**Extract to read**.
Start of Block

Overcrowding at the San Luis Obispo County women’s jail and an antiquated health facility at the California Men’s Colony were two concerns raised in a report released Wednesday by the county’s civil grand jury.
Fortunately, as grand jurors put it, both agencies are working on projects to upgrade and improve their facilities over the next three years.
The report was the culmination of visits by the grand jury to all seven of the police departments in the county, the San Luis Obispo County Sheriff’s Department, CMC and county Juvenile Services Center.
Grand jurors wrote that the facilities they viewed were generally well managed, but ongoing and anticipated budget cuts have posed challenges for the cities, the county and the state to maintain programs, services and staffing levels at their facilities.
“These reductions are of particular concern where efforts to thwart antisocial, violent and criminal behavior are in jeopardy,” jurors wrote.
The grand jury also released a second report focused on alcohol and drug prevention and treatment programs available for juveniles in San Luis Obispo County.
That report found that while the number of juveniles using alcohol and drugs in the county exceeds state and federal levels, there is a wide array of services available to help those youths.
Civil grand jury reports are not legally binding and only act to inform the public and government of the issues they highlight.
Though agencies investigated by the grand jury typically must respond formally to concerns raised, in the case of these two reports they are not mandated to respond.
The county women’s jail housed 82 inmates the day grand jurors visited the facility. It was built for 43.
The county Board of Supervisors in February approved plans for a new women’s jail, which is to include 196 beds, more room for programs and classes and a new medical facility for both male and female inmates.
Supervisors were nudged forward by the prospect of a $25 million state grant for the project. The county would furnish $11 million and pick up ongoing costs after the jail is built. The colony on Highway 1 near San Luis Obispo houses about 6,500 inmates.

End of Block

**Given information**.
Start of Block

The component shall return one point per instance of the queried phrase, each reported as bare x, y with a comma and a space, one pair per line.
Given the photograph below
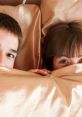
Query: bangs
73, 46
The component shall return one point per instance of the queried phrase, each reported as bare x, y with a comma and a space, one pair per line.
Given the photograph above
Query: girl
62, 45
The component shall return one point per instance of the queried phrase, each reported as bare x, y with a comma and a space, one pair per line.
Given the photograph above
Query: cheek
56, 64
10, 64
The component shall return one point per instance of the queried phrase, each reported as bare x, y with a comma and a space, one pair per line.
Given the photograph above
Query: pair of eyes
68, 61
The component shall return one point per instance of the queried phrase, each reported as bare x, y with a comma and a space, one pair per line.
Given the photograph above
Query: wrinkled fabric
25, 94
54, 11
29, 18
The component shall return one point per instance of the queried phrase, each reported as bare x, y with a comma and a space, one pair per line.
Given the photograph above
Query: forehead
8, 39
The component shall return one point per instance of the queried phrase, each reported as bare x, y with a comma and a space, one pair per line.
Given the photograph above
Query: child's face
8, 48
64, 61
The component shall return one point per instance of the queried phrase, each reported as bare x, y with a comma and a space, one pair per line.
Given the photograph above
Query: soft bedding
25, 94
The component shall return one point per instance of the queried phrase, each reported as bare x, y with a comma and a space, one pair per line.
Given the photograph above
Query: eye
80, 60
10, 55
64, 61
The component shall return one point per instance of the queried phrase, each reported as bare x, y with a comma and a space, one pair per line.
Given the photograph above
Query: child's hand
42, 72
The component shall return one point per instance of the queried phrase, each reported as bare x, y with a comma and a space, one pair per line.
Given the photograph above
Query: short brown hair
10, 24
61, 38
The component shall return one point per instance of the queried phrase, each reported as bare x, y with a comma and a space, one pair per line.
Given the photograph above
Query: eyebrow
14, 51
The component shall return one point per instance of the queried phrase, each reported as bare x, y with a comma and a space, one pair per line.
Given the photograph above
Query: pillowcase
29, 19
54, 11
24, 94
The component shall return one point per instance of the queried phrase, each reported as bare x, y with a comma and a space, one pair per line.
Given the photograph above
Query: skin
8, 48
64, 61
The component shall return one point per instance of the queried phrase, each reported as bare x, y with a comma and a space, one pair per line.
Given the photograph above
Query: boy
10, 37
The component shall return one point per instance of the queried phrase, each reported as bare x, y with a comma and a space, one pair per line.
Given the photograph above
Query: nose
74, 60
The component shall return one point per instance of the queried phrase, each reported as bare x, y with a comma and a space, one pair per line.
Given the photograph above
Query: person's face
8, 48
63, 61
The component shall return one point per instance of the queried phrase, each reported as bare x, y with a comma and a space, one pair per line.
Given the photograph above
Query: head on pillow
62, 45
10, 36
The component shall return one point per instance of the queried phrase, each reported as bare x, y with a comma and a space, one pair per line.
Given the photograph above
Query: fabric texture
29, 18
25, 94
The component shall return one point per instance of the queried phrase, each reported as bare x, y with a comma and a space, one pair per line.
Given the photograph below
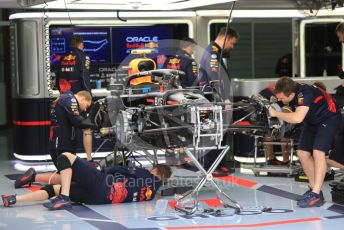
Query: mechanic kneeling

End of Block

**Explore the material**.
**A.** In the grand jury article, how many inmates was the county women's jail built to hold?
**B.** According to the grand jury article, what pushed the county Board of Supervisors forward on the plans for a new women's jail? Answer in one to three sentences.
**C.** Do these statements agree with the grand jury article? Answer yes or no for each, quoting the deciding words.
(i) The grand jury visited every police department in the county.
(ii) The agencies covered by these two reports are required to respond formally.
(iii) Juvenile alcohol and drug use in the county is lower than state levels.
None of the entries is needed here.

**Activity answers**.
**A.** 43 inmates.

**B.** The supervisors were nudged forward by the prospect of a $25 million state grant for the project. Under the plan, the county would furnish $11 million and pick up ongoing costs after the jail is built.

**C.**
(i) Yes: "visits by the grand jury to all seven of the police departments in the county"
(ii) No: "in the case of these two reports they are not mandated to respond"
(iii) No: "the number of juveniles using alcohol and drugs in the county exceeds state and federal levels"